EXERCISE GOAL
Recast each line of the records below as a JSON list of strings, one string per line, with blank lines left out. Leave the pictures out of the list.

EXTRACTED DATA
--------------------------------
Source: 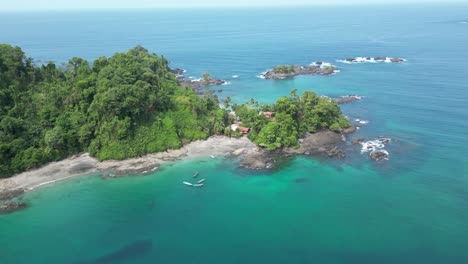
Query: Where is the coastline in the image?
[0,136,258,193]
[0,129,354,196]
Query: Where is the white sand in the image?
[0,136,258,191]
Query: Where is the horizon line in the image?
[0,0,468,13]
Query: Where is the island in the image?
[0,44,362,212]
[338,57,406,63]
[171,68,228,91]
[260,62,337,79]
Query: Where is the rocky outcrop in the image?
[369,150,388,161]
[0,202,28,214]
[261,62,337,79]
[351,137,365,145]
[333,95,362,104]
[339,57,406,63]
[171,68,228,92]
[239,149,278,170]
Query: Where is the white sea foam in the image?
[361,137,391,155]
[255,69,271,79]
[340,95,364,100]
[336,57,406,64]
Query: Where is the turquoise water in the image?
[0,5,468,264]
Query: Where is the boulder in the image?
[369,150,388,161]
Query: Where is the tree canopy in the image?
[233,89,350,150]
[0,44,227,177]
[0,44,349,177]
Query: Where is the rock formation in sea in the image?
[261,62,337,79]
[338,57,406,63]
[171,68,228,93]
[0,202,28,214]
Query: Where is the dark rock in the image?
[334,95,361,104]
[263,62,336,79]
[327,146,346,159]
[369,150,388,161]
[0,202,28,214]
[341,126,357,134]
[68,162,95,174]
[390,58,405,63]
[0,189,24,201]
[171,68,184,75]
[352,137,365,145]
[239,149,275,170]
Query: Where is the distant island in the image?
[260,62,337,79]
[171,68,229,93]
[338,57,406,63]
[0,44,350,177]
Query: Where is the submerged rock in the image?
[339,57,406,63]
[0,202,28,214]
[294,178,307,183]
[334,95,362,104]
[351,137,365,145]
[369,150,388,161]
[261,62,337,79]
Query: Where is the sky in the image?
[0,0,460,11]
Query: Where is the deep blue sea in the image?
[0,4,468,264]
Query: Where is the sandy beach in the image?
[0,136,258,192]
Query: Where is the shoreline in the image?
[0,136,260,193]
[0,127,356,201]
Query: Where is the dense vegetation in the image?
[0,44,349,177]
[232,89,350,150]
[0,45,228,177]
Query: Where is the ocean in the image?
[0,4,468,264]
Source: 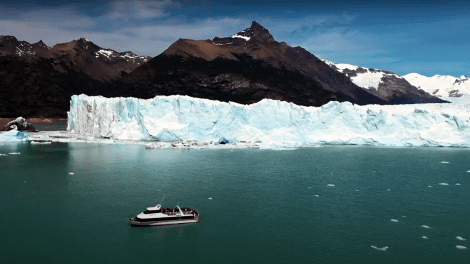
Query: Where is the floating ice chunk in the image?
[370,246,388,251]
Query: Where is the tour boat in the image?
[129,200,199,226]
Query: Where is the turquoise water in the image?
[0,143,470,264]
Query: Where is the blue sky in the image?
[0,0,470,76]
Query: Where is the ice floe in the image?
[370,245,389,251]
--------------------------------
EXPECTED OUTPUT
[
  "Source: ",
  "Query: Where is the coastline in the image?",
  "[0,136,258,193]",
  "[0,129,354,196]",
  "Query: Where is the white sand in the image?",
  "[0,136,258,191]",
  "Query: Where is the horizon line in the image?",
  "[0,0,468,13]",
  "Query: Where is the island in the image?",
  "[0,44,362,212]",
  "[338,57,406,63]",
  "[171,68,228,91]",
  "[260,62,337,79]",
  "Query: Where is the rocky outcrop in the image?",
  "[369,150,388,161]",
  "[0,202,28,214]",
  "[261,62,337,79]",
  "[351,137,365,145]",
  "[333,95,362,104]",
  "[339,57,406,63]",
  "[171,68,228,92]",
  "[239,149,278,170]",
  "Query: Where is the white sea foam in the image?",
  "[361,137,391,155]",
  "[255,69,271,79]",
  "[340,95,364,100]",
  "[336,57,406,64]",
  "Query: Where is the turquoise water in the image?",
  "[0,5,468,264]",
  "Query: Where is the boulder in the image?",
  "[369,150,388,161]",
  "Query: Where is the tree canopy in the image?",
  "[233,89,350,150]",
  "[0,44,227,177]",
  "[0,44,349,177]",
  "Query: Where is the rock formation in sea in the image?",
  "[261,62,337,79]",
  "[338,57,406,63]",
  "[171,68,228,93]",
  "[0,202,28,214]",
  "Query: Where is the dark rock in the image?",
  "[334,95,361,104]",
  "[263,62,336,79]",
  "[327,146,346,159]",
  "[369,150,388,161]",
  "[0,202,28,214]",
  "[341,126,357,134]",
  "[68,162,95,174]",
  "[390,58,405,63]",
  "[0,189,24,201]",
  "[171,68,184,75]",
  "[352,137,365,145]",
  "[239,149,275,170]",
  "Query: Where is the distant island in the image?",
  "[260,62,337,79]",
  "[171,68,229,93]",
  "[338,57,406,63]",
  "[0,44,350,177]",
  "Query: Where is the submerged rock in the image?",
  "[339,57,406,63]",
  "[0,202,28,214]",
  "[294,178,307,183]",
  "[334,95,362,104]",
  "[351,137,365,145]",
  "[369,150,388,161]",
  "[261,62,337,79]",
  "Query: Where is the sky in the image?",
  "[0,0,460,11]",
  "Query: Where is the deep blue sea in the image?",
  "[0,4,468,264]",
  "Query: Where is the sandy beach in the image?",
  "[0,136,258,192]",
  "Query: Where is the shoreline in the image?",
  "[0,136,260,193]",
  "[0,127,356,201]",
  "Query: Where is the dense vegetation in the image?",
  "[0,44,349,177]",
  "[232,89,350,150]",
  "[0,45,228,177]",
  "Query: Where is the ocean in the image?",
  "[0,4,468,264]",
  "Source: ",
  "Query: Where is the floating ice chunk in the image?",
  "[370,246,388,251]",
  "Query: Where is the tour boat in the image?",
  "[129,200,199,226]",
  "Query: Where is the turquoise water in the image?",
  "[0,143,470,264]",
  "Query: Where is the blue sky in the image?",
  "[0,0,470,76]",
  "Query: Where is the ice floe in the image?",
  "[370,245,389,251]"
]